**WHAT YOU ARE ASKED TO DO**
Copy word for word, please, the lines of the entries below running from the one containing "[spot] the green" to the one containing "[spot] the autumn", both ends included.

**Referring expression pointing data**
________________

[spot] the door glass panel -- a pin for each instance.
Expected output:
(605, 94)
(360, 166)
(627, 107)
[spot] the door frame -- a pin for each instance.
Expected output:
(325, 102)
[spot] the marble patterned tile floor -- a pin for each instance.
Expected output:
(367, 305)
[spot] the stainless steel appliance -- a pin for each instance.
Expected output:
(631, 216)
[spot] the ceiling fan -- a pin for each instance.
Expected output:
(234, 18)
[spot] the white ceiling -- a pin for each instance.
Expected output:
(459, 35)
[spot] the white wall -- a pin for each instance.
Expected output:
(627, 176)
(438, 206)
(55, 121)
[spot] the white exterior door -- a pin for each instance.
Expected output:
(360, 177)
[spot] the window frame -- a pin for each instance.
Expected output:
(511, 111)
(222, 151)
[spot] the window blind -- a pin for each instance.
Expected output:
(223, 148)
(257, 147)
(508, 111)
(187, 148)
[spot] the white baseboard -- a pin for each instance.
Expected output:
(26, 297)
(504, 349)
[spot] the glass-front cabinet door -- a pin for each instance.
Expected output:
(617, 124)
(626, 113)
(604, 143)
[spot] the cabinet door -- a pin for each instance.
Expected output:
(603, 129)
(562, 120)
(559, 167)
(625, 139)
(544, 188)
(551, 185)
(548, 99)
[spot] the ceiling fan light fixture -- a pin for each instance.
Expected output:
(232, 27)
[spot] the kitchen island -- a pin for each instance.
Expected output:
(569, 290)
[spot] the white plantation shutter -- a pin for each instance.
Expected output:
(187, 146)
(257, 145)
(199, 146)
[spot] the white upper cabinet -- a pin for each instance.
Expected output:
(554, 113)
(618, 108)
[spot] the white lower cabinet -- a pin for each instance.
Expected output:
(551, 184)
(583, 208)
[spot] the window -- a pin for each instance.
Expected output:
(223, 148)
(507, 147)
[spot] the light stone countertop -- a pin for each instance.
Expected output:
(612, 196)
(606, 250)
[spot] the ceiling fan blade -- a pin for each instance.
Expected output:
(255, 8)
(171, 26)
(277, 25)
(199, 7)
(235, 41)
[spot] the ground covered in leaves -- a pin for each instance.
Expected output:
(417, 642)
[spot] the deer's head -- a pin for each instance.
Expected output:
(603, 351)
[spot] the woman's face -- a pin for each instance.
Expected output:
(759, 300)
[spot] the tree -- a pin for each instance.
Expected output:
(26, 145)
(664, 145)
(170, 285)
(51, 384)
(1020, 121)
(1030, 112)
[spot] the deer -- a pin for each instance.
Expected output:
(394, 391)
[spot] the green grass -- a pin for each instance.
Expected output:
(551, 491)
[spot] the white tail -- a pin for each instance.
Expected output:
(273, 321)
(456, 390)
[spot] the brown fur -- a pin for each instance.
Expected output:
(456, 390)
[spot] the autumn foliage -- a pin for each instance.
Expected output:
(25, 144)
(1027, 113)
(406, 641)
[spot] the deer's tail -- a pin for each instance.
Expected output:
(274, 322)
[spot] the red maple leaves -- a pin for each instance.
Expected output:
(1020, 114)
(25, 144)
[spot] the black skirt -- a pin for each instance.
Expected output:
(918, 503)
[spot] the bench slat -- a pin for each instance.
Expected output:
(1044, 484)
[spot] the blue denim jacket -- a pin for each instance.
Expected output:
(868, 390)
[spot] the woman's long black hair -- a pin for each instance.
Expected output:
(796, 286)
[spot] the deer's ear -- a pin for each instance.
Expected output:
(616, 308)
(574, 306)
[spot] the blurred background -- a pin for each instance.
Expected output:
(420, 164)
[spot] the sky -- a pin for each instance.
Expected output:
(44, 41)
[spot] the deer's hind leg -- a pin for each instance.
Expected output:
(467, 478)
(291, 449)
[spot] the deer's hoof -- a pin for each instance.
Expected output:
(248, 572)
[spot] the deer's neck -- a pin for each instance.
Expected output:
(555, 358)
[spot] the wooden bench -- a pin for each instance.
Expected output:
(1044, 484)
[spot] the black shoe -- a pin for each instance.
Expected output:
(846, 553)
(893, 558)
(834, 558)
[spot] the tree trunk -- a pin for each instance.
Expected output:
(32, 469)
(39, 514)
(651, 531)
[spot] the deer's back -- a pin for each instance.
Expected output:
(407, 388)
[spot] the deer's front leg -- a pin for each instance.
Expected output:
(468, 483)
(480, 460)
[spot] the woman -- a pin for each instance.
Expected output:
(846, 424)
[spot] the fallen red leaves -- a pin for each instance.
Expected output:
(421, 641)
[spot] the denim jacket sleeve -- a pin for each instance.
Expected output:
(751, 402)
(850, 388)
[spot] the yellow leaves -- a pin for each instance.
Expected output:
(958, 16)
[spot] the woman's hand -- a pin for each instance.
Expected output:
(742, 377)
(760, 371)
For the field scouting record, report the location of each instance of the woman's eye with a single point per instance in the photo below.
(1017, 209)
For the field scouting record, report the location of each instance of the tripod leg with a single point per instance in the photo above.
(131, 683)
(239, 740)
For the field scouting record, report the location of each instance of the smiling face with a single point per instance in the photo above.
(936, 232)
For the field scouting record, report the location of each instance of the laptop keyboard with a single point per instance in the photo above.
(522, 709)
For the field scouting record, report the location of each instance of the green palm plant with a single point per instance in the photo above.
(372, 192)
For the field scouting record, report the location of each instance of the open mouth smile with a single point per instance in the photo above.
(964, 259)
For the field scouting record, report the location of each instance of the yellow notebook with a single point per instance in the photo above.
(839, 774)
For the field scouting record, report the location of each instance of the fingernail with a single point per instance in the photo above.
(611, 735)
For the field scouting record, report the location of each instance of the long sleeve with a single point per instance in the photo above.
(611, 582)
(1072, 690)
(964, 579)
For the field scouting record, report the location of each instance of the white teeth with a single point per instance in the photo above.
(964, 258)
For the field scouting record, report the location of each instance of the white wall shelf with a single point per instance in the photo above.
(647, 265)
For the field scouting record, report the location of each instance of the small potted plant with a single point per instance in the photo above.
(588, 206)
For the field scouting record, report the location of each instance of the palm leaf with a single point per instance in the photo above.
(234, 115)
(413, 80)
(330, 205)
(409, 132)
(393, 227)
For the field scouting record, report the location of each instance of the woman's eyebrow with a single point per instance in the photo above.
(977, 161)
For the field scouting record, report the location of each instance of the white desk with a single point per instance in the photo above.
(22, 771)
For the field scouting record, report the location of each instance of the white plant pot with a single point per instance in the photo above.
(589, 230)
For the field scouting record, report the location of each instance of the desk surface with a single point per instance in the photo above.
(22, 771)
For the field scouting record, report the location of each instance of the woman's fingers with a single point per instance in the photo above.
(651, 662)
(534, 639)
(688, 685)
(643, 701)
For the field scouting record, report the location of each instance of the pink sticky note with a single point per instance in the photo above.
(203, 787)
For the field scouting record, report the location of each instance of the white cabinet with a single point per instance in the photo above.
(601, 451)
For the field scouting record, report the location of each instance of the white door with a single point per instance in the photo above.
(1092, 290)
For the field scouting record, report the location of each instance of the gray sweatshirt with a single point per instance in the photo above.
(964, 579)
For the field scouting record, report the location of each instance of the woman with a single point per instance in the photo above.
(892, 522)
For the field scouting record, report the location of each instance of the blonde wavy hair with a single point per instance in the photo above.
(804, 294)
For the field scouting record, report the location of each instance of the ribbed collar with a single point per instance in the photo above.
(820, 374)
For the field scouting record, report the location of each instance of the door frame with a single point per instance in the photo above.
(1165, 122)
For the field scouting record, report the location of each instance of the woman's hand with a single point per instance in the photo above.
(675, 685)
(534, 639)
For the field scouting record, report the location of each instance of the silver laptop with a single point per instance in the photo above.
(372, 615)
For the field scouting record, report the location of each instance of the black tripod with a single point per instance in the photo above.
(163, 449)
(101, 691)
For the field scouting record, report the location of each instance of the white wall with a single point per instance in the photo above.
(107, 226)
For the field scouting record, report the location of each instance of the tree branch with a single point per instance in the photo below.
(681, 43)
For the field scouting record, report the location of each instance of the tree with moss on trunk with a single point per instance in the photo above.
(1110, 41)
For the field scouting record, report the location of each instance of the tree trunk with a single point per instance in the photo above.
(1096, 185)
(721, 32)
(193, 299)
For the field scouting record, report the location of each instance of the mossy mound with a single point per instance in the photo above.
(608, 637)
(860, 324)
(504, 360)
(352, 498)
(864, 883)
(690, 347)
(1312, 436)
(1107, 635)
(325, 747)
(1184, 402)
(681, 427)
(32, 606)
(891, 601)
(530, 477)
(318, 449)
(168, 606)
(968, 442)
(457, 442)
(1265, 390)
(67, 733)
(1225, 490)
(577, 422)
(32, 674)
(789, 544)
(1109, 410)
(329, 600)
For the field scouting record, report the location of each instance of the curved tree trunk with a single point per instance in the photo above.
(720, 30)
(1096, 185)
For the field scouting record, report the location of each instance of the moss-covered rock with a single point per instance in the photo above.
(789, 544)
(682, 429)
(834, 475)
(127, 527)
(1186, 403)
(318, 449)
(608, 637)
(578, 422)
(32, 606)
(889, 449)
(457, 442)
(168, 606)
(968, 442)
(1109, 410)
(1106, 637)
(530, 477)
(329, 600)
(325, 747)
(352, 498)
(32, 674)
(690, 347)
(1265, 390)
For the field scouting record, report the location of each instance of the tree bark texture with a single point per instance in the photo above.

________________

**WRITTEN RESPONSE**
[spot] the green grass -- a pin for each instance.
Expected output:
(551, 491)
[spot] the white tail -- a pin for each instance.
Expected output:
(273, 321)
(456, 390)
[spot] the brown fur -- a pin for each instance.
Expected output:
(456, 390)
[spot] the autumn foliage -- a pin for each instance.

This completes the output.